■ Written exercise A:
In the MAUS distributed spill processing page below, rewrite the paragraph beginning "Scripts that use the MAUS framework" more concisely while keeping its main facts.
■ Written exercise B:
Extend the MAUS distributed spill processing page below, picking up after its final line.

■ Excerpted passage:

Project

General

Profile

Actions

Distributed spill transformation clients and tools

MAUS comes with a number of example offline and online reconstruction and simulation scripts. These are in the bin/ directory.

Distributed spills and MAUS scripts

Scripts that use the MAUS framework (Go.py) to execute input-transform-merge-output actions on spills are configured to use distributed spill processing via command-line arguments.

If you have set up RabbitMQ, Celery and MongoDB for distributed spill processing then you can tell MAUS scripts to use these by passing flags to these clients:

  • -type_of_dataflow=multi_process - MAUS will input and transform spills using Celery and put the results in MongoDB. When there are no more input spills, the transformed spills will be read from MongoDB, merged and output.
  • -type_of_dataflow=multi_process_input_transform - MAUS will input and transform spills using Celery and put the results in MongoDB. When there are no moreinput spills the framework will exit.
  • -type_of_dataflow=multi_process_merge_output - MAUS will read transformed spills from MongoDB, merge these and output the merged results.

■ Record set:
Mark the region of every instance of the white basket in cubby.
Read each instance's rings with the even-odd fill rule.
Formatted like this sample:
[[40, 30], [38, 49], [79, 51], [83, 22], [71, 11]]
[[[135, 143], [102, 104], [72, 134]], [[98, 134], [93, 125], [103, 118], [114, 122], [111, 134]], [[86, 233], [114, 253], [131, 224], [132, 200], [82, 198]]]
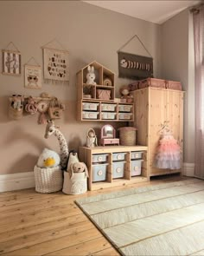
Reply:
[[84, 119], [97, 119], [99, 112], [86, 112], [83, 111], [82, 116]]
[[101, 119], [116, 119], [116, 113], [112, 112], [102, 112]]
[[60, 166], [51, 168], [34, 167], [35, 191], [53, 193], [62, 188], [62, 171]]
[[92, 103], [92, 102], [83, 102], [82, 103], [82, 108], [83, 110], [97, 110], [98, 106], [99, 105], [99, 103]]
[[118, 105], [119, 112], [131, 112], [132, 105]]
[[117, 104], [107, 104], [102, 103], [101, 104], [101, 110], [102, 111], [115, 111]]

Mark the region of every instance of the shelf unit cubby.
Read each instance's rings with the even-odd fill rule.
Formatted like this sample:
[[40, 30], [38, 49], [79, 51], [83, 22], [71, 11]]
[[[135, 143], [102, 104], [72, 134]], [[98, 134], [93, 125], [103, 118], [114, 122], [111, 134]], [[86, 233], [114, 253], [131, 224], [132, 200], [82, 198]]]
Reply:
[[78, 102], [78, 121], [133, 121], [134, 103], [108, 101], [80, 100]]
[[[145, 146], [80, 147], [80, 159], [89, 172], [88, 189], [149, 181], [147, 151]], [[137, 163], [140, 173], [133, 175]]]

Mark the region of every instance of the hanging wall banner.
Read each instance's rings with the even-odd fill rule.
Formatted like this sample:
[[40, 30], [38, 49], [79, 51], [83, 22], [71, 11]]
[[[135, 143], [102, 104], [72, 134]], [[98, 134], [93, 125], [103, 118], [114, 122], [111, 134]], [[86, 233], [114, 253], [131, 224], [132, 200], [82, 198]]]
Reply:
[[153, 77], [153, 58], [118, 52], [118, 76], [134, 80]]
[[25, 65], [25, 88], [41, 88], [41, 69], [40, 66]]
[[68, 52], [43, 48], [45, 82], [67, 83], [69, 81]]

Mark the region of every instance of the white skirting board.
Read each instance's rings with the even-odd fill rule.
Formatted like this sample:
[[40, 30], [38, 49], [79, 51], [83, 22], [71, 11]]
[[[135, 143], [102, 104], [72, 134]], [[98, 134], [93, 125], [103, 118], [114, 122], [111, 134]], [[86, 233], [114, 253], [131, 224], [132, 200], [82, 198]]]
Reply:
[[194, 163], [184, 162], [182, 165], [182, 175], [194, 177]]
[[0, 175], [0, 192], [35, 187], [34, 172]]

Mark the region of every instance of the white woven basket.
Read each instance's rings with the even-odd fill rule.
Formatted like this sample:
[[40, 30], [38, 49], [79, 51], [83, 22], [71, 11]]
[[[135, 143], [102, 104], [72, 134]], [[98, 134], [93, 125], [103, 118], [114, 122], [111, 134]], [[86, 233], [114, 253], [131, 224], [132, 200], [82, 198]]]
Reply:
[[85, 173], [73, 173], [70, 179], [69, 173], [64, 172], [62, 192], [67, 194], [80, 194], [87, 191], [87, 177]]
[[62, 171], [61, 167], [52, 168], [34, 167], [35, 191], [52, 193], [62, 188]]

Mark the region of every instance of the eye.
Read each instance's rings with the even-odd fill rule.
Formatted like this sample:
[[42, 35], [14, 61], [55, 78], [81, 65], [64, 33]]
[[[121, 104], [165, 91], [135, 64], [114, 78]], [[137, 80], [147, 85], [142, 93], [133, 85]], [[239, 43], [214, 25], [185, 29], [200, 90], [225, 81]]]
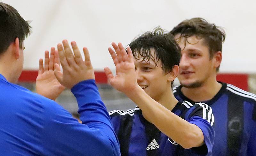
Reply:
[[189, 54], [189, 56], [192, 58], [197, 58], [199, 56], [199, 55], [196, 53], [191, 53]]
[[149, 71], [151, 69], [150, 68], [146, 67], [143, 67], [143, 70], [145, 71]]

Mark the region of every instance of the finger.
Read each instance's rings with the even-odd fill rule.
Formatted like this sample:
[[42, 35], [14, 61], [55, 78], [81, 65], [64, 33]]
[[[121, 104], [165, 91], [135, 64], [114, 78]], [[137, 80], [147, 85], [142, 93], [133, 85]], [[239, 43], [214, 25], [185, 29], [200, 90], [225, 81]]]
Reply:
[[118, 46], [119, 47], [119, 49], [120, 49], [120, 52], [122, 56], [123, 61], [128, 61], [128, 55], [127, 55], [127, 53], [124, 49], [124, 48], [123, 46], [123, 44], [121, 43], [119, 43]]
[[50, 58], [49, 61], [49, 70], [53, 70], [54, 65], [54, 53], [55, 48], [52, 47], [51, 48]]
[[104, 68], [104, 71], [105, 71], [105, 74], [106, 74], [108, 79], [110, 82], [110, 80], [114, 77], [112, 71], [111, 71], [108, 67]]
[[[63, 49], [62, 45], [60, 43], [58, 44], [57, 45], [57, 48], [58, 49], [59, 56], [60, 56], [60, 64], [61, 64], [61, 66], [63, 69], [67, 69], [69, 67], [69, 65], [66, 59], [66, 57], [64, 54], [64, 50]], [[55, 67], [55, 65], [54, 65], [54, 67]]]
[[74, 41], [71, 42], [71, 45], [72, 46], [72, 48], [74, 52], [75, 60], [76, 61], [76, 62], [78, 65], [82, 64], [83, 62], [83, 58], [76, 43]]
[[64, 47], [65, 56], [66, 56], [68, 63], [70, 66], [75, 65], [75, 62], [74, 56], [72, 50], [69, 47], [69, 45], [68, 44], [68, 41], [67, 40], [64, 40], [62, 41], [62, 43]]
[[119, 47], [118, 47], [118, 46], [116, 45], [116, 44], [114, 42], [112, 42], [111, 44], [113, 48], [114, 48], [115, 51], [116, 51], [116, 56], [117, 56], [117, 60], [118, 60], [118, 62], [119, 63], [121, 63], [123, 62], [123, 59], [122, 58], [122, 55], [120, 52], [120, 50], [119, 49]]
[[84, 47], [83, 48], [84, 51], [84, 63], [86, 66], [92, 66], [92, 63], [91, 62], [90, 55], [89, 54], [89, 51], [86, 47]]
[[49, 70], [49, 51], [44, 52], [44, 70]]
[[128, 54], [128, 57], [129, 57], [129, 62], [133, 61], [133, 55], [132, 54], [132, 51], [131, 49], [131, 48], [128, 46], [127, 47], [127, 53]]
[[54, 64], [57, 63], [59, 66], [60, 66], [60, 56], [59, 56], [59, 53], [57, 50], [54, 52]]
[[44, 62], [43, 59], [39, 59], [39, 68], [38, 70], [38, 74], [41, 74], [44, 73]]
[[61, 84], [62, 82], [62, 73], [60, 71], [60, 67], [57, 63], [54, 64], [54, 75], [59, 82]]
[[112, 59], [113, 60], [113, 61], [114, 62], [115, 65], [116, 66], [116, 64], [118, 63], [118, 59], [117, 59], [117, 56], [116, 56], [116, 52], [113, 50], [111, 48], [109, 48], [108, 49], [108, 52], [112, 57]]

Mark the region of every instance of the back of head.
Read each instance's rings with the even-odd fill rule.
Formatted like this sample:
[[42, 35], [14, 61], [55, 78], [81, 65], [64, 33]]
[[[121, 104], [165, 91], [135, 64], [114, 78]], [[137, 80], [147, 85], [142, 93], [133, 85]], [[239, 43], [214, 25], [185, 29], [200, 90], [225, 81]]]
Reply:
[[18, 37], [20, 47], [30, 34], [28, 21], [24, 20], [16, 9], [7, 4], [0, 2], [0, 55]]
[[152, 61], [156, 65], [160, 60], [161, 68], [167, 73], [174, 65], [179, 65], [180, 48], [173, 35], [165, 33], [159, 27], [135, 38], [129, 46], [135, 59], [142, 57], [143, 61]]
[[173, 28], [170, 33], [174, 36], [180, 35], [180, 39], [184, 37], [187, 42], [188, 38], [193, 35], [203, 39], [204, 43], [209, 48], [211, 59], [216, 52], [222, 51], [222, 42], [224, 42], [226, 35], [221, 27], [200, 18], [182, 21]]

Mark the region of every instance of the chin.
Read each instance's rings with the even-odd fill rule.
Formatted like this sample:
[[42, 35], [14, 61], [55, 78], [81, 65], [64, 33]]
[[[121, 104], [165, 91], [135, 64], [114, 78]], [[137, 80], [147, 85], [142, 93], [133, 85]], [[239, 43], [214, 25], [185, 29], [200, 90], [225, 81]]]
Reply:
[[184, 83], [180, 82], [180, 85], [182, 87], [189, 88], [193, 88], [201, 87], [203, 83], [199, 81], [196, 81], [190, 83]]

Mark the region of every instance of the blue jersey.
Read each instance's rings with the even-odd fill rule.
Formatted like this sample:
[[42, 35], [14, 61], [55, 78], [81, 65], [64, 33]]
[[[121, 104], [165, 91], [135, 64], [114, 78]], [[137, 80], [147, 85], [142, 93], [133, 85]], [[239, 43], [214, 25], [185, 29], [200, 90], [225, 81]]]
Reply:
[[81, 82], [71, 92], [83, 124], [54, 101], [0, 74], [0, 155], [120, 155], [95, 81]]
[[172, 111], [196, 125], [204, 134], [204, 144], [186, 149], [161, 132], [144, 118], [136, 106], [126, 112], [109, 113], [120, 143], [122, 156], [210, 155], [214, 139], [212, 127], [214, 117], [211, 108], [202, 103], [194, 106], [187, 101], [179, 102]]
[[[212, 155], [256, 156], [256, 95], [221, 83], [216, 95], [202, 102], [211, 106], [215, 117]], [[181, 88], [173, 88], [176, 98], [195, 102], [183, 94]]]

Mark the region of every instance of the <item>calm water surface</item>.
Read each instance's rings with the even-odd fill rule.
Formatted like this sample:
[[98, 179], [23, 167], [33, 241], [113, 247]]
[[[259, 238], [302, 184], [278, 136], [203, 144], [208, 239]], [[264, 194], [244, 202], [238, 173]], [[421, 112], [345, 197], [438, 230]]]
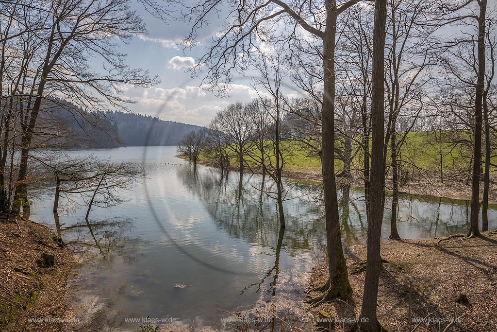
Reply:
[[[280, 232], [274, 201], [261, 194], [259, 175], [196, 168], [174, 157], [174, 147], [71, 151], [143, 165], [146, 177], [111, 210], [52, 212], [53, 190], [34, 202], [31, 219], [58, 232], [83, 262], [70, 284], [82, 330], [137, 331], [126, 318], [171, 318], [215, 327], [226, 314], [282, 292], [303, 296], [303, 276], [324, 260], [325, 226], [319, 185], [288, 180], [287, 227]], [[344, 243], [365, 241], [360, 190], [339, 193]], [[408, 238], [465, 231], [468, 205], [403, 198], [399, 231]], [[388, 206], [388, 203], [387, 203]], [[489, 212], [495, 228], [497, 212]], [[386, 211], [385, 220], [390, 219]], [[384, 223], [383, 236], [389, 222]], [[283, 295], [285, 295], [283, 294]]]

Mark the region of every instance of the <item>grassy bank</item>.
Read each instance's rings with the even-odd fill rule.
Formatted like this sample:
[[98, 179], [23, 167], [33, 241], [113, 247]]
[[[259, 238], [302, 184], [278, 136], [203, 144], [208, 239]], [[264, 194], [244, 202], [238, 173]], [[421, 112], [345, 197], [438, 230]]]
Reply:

■ Answer A:
MAUS framework scripts (Go.py) that run input-transform-merge-output actions on spills are set to use distributed spill processing through command-line arguments.

■ Answer B:
Recommended configuration for online reconstruction or small data sets

Run two instances of the script, one configured with multi_process_input_transform and the other with multi_process_merge_output. This allows spills to be input and transformed concurrently to transformed spills being merged and output. For example:

$ ./bin/user/reconstruct_daq.py -type_of_dataflow=multi_process_input_transform \
-daq_data_file="03386.000" -daq_data_path=/home/user/data/ 

and
$ ./bin/user/reconstruct_daq.py -type_of_dataflow=multi_process_merge_output

Recommended configuration for small data sets

Either the above or a single script invocation using multi_process can be used e.g.

$ ./bin/user/reconstruct_daq.py -type_of_dataflow=multi_process \
 -daq_data_file="03386.000" -daq_data_path=/home/user/data/ 

Configuring MongoDB document store usage

By default the MongoDB document store is used. This is set via the configuration parameter:

doc_store_class = "docstore.MongoDBDocumentStore.MongoDBDocumentStore" 

in src/common_py/ConfigurationDefaults.py.

By default, a MongoDB server at URL localhost/27017, a default database name of mausdb, and a default collection name of spills are used. You can override these settings, set in src/common_py/ConfigurationDefaults.py, by using the following command-line flags:

  • -mongodb_host - MongoDB host name.
  • -mongodb_port - MongoDB port number.
  • -mongodb_database_name - MongoDB database name. This will be created by MAUS if it does not already exist.
  • doc_collection_name - document collection name. This will be created by MAUS in the database named above if it does not already exist.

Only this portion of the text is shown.